Document extract

^^^^^^^^^^^^^^^^

Samuel Smyth (25 February 1925 – 19 October 2016) was a Northern Irish footballer who played in the Football League for Wolverhampton Wanderers, Stoke City and Liverpool.

Career
Smyth was born in Belfast in 1925 and played for local clubs Distillery, Linfield and Dundela in the Irish League before being signed by English Football League side Wolverhampton Wanderers in July 1947 for a fee of £1,100. Despite taking Wolves to third place in the 1946–47 season manager Ted Vizard was replaced by his assistant Stan Cullis in June 1948. The following year Cullis led Wolves to the FA Cup final against Leicester City, Jesse Pye scoring two goals in the first half and Smyth netting another in the 68th minute. Smyth had scored both Wolves goals in the two semi-final games against Manchester Utd. The following season Wolves finished in 2nd place in the First Division. He had scored 43 goals in 116 cup and league appearances for Wolves.

^^^^^^^^^^^^^^^^

Data rows
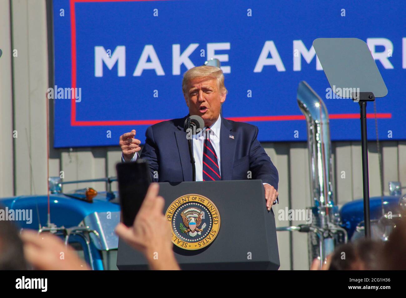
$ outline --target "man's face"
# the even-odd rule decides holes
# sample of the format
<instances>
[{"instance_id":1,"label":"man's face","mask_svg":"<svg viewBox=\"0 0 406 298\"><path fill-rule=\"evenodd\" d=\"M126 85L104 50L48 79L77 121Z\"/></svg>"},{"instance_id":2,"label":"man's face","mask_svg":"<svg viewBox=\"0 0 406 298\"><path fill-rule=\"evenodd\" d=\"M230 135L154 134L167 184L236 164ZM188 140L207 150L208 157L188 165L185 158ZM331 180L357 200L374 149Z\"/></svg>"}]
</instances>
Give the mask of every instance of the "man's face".
<instances>
[{"instance_id":1,"label":"man's face","mask_svg":"<svg viewBox=\"0 0 406 298\"><path fill-rule=\"evenodd\" d=\"M203 118L205 126L210 126L218 118L221 104L226 100L225 93L220 90L217 80L198 78L192 80L184 95L190 116Z\"/></svg>"}]
</instances>

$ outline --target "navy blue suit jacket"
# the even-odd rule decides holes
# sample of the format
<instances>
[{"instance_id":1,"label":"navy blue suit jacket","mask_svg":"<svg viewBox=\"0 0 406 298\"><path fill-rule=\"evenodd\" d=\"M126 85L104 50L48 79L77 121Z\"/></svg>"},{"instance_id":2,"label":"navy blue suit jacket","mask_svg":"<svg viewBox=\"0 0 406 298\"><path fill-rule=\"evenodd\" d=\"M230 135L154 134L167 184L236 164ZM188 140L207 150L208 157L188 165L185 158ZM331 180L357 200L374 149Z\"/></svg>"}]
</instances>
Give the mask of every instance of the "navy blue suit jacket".
<instances>
[{"instance_id":1,"label":"navy blue suit jacket","mask_svg":"<svg viewBox=\"0 0 406 298\"><path fill-rule=\"evenodd\" d=\"M188 139L184 131L186 119L185 117L164 121L147 129L140 156L149 162L153 181L193 180ZM248 179L248 172L251 171L251 179L261 179L277 189L278 171L257 139L258 131L254 125L222 118L221 180ZM230 138L230 135L234 138ZM154 178L155 171L157 171L158 178Z\"/></svg>"}]
</instances>

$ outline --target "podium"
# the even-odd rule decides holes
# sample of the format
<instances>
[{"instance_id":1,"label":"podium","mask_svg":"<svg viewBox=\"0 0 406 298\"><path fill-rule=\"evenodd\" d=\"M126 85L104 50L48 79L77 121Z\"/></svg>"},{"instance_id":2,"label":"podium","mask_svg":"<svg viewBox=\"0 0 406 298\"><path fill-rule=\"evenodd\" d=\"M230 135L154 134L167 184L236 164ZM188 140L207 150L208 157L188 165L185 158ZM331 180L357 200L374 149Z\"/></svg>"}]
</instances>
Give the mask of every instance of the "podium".
<instances>
[{"instance_id":1,"label":"podium","mask_svg":"<svg viewBox=\"0 0 406 298\"><path fill-rule=\"evenodd\" d=\"M274 216L266 209L261 180L159 184L159 195L165 199L164 212L177 199L197 194L213 202L220 219L215 239L203 248L186 250L174 244L175 257L182 270L279 268ZM117 267L124 270L148 268L143 255L121 239Z\"/></svg>"}]
</instances>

^^^^^^^^^^^^^^^^

Exercise objective
Copy the passage about Samuel Smyth, starting with "Samuel Smyth (25" and going on through "City and Liverpool.", but substitute "soccer player" for "footballer".

Task output
Samuel Smyth (25 February 1925 – 19 October 2016) was a Northern Irish soccer player who played in the Football League for Wolverhampton Wanderers, Stoke City and Liverpool.